• Passage provided
>>>

I can hope this gets better in the future with better models. We do have plastic arms we can practice venepuncture on before hitting the wards but it is not perhaps surprising that even though the arms look realistic from a distance, the texture of plastic with some tubing inside is not all that similar to flesh. But medical engineering continues and no doubt someone will come up with some (probably prohibitively expensive and single use) bio-plastic that is just like the real thing. That would genuinely go some way to addressing this inevitability.

But for now, there just isn’t that. So I just have to deal with that? (I mean, the patients too, but how many people say directly ‘yo man, this is my first time’? Not many, me included.) So I have both the heavy guilt of knowing the patient is getting a sub-par experience but the pressing weight of ‘you have to take opportunities because in not too long it will be you alone with no guidance having to do this and imagine that poor patient then.’ It is not a comfortable place to sit. I don’t know how I’m meant to balance these two things. Either I become hardened to the patient before me to protect my own feelings or I remain too soft and never learn how to be a doctor. Obviously I should land somewhere in the middle, but no matter where on that spectrum I land I am uncomfortable. It feels like the train track problem. This patient here before me (and, let’s be real, probably many more until any level of competence is achieved) vs the many theoretical future patients. Immediacy vs impact.

<<<

• Activities
**A.** Summarize the passage about learning venepuncture in two sentences.
**B.** In the passage about learning venepuncture, what do students practice on before hitting the wards?
**C.** Write the next paragraph of the passage about learning venepuncture, picking up right after "Immediacy vs impact."

• Supplied data

>>>

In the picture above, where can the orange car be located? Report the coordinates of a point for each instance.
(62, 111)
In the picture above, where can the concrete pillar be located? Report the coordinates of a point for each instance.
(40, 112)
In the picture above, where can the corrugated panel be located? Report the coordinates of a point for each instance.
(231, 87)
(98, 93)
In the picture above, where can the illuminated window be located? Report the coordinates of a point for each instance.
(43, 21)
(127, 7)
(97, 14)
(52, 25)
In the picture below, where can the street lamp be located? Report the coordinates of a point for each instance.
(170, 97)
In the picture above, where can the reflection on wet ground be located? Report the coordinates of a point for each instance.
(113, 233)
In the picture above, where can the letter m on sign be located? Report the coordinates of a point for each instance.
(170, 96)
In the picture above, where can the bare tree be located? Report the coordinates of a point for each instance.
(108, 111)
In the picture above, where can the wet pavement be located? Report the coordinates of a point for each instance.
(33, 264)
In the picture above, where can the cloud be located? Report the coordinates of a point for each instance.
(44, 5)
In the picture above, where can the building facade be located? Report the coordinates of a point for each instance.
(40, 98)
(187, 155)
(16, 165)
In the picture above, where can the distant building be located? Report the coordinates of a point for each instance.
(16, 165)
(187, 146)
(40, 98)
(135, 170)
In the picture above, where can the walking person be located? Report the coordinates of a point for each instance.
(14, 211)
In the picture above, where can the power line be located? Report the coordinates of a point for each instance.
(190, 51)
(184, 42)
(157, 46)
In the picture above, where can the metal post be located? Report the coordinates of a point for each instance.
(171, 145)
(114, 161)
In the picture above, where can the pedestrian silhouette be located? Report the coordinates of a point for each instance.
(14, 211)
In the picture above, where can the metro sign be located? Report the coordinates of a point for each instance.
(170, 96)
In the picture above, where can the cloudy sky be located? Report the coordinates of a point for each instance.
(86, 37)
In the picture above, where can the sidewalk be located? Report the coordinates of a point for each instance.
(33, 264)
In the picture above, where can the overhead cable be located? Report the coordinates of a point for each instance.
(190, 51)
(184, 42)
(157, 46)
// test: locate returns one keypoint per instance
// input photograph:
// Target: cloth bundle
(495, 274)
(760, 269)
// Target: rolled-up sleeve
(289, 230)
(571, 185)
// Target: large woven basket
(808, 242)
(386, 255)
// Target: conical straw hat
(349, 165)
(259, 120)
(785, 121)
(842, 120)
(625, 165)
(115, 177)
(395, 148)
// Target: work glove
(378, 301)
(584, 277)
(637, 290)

<<<

• Numbered responses
**A.** The writer hopes better practice models, perhaps a realistic bio-plastic, will help in the future, since the plastic arms used before going onto the wards feel little like real flesh. For now, the writer feels caught between guilt over giving patients a sub-par experience and the need to take every chance to learn, and compares this discomfort to the train track problem of the patient in front of them versus many future patients.

**B.** Plastic arms.

**C.**
Atul Gawande lays this problem out so, so well in this chapter. Quotes that will stay with me regarding this were:
-‘We find it hard, in medicine, to talk about this with patients. The moral burden of practicing on people is always with us, but for the most part unspoken’… ‘Not to worry. I just assist,’ I say…. Yet to say I just assisted remains a kind of subterfuge. I wasn’t merely an extra pair of hands…I was there to help, yes but I was there to practice, too.’
-‘In medicine we have long faced a conflict between the imperative to give patients the best possible care and the need to provide novices with experience. Residencies attempt to mitigate potential harm through supervision and graduated responsibility… Studies generally find teaching hospitals have better outcomes than non-teaching hospitals…But there is still no getting around those first few unsteady times a young physician tries to put in a central line, remove a breast cancer or sew together two segments of colon. No matter how many protections we put in place, on average these cases go less well with the novice than with someone experienced. …. This is the uncomfortable truth about teaching. … a patient’s right to the best care possible must trump the objective of training novices. We want perfection without practice. Yet everyone is harmed if no one is trained for the future. So learning is hidden, behind drapes and anaesthesia and the elisions of language.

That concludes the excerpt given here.